- [EXERCISE INSTRUCTIONS]: Pictures aside, write out every record exactly as it appears.

GIVEN RECORDS section start

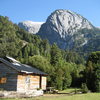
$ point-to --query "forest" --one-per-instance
(65, 68)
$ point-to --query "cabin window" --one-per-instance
(3, 80)
(27, 80)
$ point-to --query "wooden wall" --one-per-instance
(10, 77)
(27, 82)
(44, 82)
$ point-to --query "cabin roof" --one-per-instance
(23, 68)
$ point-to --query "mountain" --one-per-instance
(31, 27)
(66, 28)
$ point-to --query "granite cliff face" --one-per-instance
(31, 27)
(64, 28)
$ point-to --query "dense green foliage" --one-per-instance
(64, 68)
(93, 72)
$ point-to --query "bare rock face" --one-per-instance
(63, 27)
(31, 27)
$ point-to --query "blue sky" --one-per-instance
(39, 10)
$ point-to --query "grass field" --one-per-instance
(89, 96)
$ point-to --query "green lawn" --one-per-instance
(89, 96)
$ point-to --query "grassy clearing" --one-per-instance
(89, 96)
(70, 90)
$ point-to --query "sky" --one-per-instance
(39, 10)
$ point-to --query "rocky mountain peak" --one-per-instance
(30, 26)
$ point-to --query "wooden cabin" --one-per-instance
(15, 76)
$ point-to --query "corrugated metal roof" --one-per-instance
(22, 67)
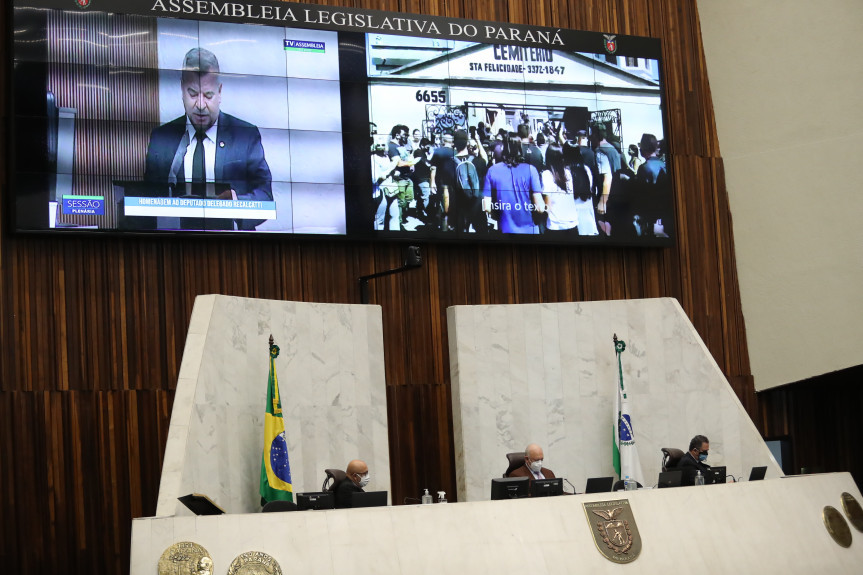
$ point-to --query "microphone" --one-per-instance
(179, 156)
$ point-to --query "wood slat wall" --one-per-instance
(93, 330)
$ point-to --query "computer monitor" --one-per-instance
(369, 499)
(599, 484)
(715, 475)
(509, 488)
(200, 504)
(670, 478)
(546, 487)
(315, 500)
(758, 473)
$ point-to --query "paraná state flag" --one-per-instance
(275, 467)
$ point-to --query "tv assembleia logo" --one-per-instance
(305, 46)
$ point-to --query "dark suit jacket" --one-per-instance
(344, 491)
(523, 471)
(239, 160)
(690, 467)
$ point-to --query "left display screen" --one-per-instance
(133, 123)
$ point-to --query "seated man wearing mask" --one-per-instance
(532, 467)
(693, 461)
(358, 477)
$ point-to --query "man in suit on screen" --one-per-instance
(208, 145)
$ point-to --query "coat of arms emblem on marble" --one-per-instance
(614, 530)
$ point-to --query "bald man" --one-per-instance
(532, 467)
(358, 477)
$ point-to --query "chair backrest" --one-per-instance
(514, 461)
(275, 506)
(334, 477)
(671, 456)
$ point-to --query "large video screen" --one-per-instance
(217, 117)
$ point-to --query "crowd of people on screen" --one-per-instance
(569, 183)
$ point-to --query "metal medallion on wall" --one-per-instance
(852, 510)
(185, 558)
(836, 526)
(254, 563)
(614, 530)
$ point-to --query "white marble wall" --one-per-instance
(331, 379)
(547, 373)
(766, 527)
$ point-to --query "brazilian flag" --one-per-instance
(275, 467)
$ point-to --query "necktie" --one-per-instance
(198, 170)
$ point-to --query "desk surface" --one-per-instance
(772, 526)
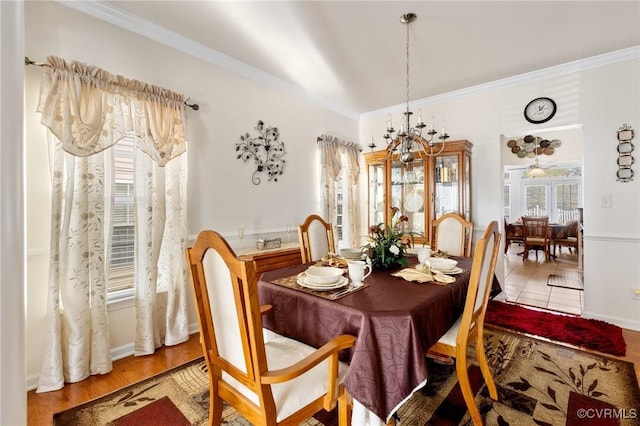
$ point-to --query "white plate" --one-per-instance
(343, 281)
(413, 202)
(452, 271)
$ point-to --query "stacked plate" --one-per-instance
(322, 278)
(446, 266)
(354, 253)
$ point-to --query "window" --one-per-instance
(558, 195)
(123, 232)
(567, 201)
(535, 200)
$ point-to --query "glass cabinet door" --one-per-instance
(408, 195)
(446, 186)
(376, 193)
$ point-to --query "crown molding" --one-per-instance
(113, 15)
(554, 71)
(108, 13)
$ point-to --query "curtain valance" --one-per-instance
(89, 110)
(331, 148)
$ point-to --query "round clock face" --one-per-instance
(540, 110)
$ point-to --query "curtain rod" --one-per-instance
(345, 143)
(28, 61)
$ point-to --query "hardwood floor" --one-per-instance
(41, 407)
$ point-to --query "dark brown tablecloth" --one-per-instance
(394, 321)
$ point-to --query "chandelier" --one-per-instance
(535, 169)
(407, 140)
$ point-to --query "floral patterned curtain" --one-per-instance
(339, 160)
(88, 111)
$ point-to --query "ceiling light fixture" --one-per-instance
(409, 139)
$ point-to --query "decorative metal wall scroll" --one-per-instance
(266, 150)
(625, 148)
(531, 146)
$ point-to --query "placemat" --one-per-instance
(291, 282)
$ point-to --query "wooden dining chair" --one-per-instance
(269, 379)
(469, 328)
(452, 234)
(536, 235)
(569, 239)
(316, 238)
(511, 235)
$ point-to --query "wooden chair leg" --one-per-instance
(345, 408)
(485, 369)
(467, 392)
(215, 408)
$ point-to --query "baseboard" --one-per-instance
(620, 322)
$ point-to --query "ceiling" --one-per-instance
(352, 53)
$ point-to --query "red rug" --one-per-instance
(581, 332)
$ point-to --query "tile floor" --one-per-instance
(526, 282)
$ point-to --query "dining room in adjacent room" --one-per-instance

GIVEN RECORDS section end

- [FINISHED TASK]:
$ point-to --query "forest" --one-per-instance
(65, 68)
$ point-to --query "cabin window" --one-per-instance
(3, 80)
(27, 80)
$ point-to --query "wooden wall" --one-per-instance
(10, 77)
(27, 82)
(44, 82)
$ point-to --query "cabin roof" --one-per-instance
(23, 68)
$ point-to --query "mountain" --one-per-instance
(31, 27)
(66, 28)
$ point-to --query "granite cliff face" --one-per-instance
(31, 27)
(64, 28)
$ point-to --query "dense green foliage" --one-per-instance
(64, 68)
(93, 72)
$ point-to --query "bare rock face" --one-per-instance
(63, 27)
(31, 27)
$ point-to --query "blue sky" --one-per-instance
(39, 10)
$ point-to --query "grass field" --one-per-instance
(89, 96)
$ point-to --query "green lawn" --one-per-instance
(89, 96)
$ point-to --query "grassy clearing" --one-per-instance
(89, 96)
(70, 90)
$ point-to --query "sky" --one-per-instance
(39, 10)
$ point-to --query "rocky mountain peak" --one-per-instance
(30, 26)
$ point-to --query "wooden cabin" --one-per-instance
(15, 76)
$ point-to --query "corrugated metal roof" --one-per-instance
(22, 67)
$ point-to --query "microphone" --one-per-instance
(179, 156)
$ point-to --query "wood slat wall" --one-per-instance
(93, 330)
$ point-to --query "computer monitor" --one-per-instance
(369, 499)
(599, 484)
(715, 475)
(509, 488)
(200, 504)
(670, 478)
(546, 487)
(315, 500)
(758, 473)
$ point-to --query "paraná state flag" --one-per-instance
(275, 467)
$ point-to --query "tv assembleia logo" --one-per-instance
(305, 46)
$ point-to --query "dark suit jacket" --one-per-instance
(344, 491)
(523, 471)
(239, 160)
(690, 467)
$ point-to --query "left display screen" --one-per-instance
(133, 123)
$ point-to --query "seated man wearing mask" --one-per-instance
(532, 467)
(693, 461)
(358, 477)
$ point-to --query "man in suit on screen" --one-per-instance
(208, 145)
$ point-to --query "coat of arms emblem on marble" --one-per-instance
(614, 530)
$ point-to --query "bald man" --one-per-instance
(532, 467)
(358, 477)
$ point-to --query "chair backrest" --one-per-instance
(514, 461)
(275, 506)
(334, 477)
(671, 456)
$ point-to --query "large video screen" --one-per-instance
(217, 117)
$ point-to --query "crowd of people on screen" --one-per-instance
(569, 183)
$ point-to --query "metal medallion on wall" --one-per-instance
(852, 510)
(185, 558)
(836, 526)
(254, 563)
(614, 530)
$ point-to --query "white marble wall" --one-per-instance
(331, 379)
(547, 373)
(766, 527)
$ point-to --query "brazilian flag" --one-per-instance
(275, 467)
$ point-to --query "necktie" --one-per-instance
(198, 170)
$ point-to --query "desk surface" --one-per-instance
(772, 526)
$ point-to --query "white plate" --one-per-instance
(343, 281)
(413, 202)
(452, 271)
$ point-to --query "stacked plate" --one-per-instance
(322, 278)
(446, 266)
(354, 253)
$ point-to --query "window" --one-per-instance
(558, 195)
(123, 232)
(567, 201)
(535, 200)
$ point-to --query "glass cabinet door" --one-per-instance
(408, 195)
(446, 186)
(376, 193)
$ point-to --query "crown molding" --one-per-instance
(113, 15)
(554, 71)
(108, 13)
$ point-to --query "curtain valance" --one-per-instance
(89, 110)
(331, 148)
$ point-to --query "round clock face" --one-per-instance
(540, 110)
$ point-to --query "curtain rod" --one-per-instance
(345, 143)
(28, 61)
$ point-to --query "hardwood floor" --one-per-instance
(41, 407)
$ point-to --query "dark brown tablecloth" --one-per-instance
(394, 321)
$ point-to --query "chandelier" --one-per-instance
(535, 169)
(407, 140)
$ point-to --query "floral patterned curtain" --one-per-instance
(339, 160)
(88, 111)
$ point-to --query "ceiling light fixture" --one-per-instance
(409, 139)
$ point-to --query "decorative metal wall scroll" --one-per-instance
(266, 150)
(625, 148)
(531, 146)
$ point-to --query "placemat" --one-per-instance
(291, 282)
$ point-to --query "wooden dining chair" --one-per-instance
(269, 379)
(469, 328)
(452, 234)
(536, 235)
(569, 239)
(316, 238)
(511, 235)
$ point-to --query "wooden chair leg" --one-per-instance
(345, 408)
(485, 369)
(467, 392)
(215, 408)
$ point-to --query "baseboard" --one-per-instance
(620, 322)
$ point-to --query "ceiling" --one-per-instance
(352, 53)
$ point-to --query "red rug" --one-per-instance
(581, 332)
$ point-to --query "tile floor" --one-per-instance
(526, 282)
$ point-to --query "dining room in adjacent room" --one-per-instance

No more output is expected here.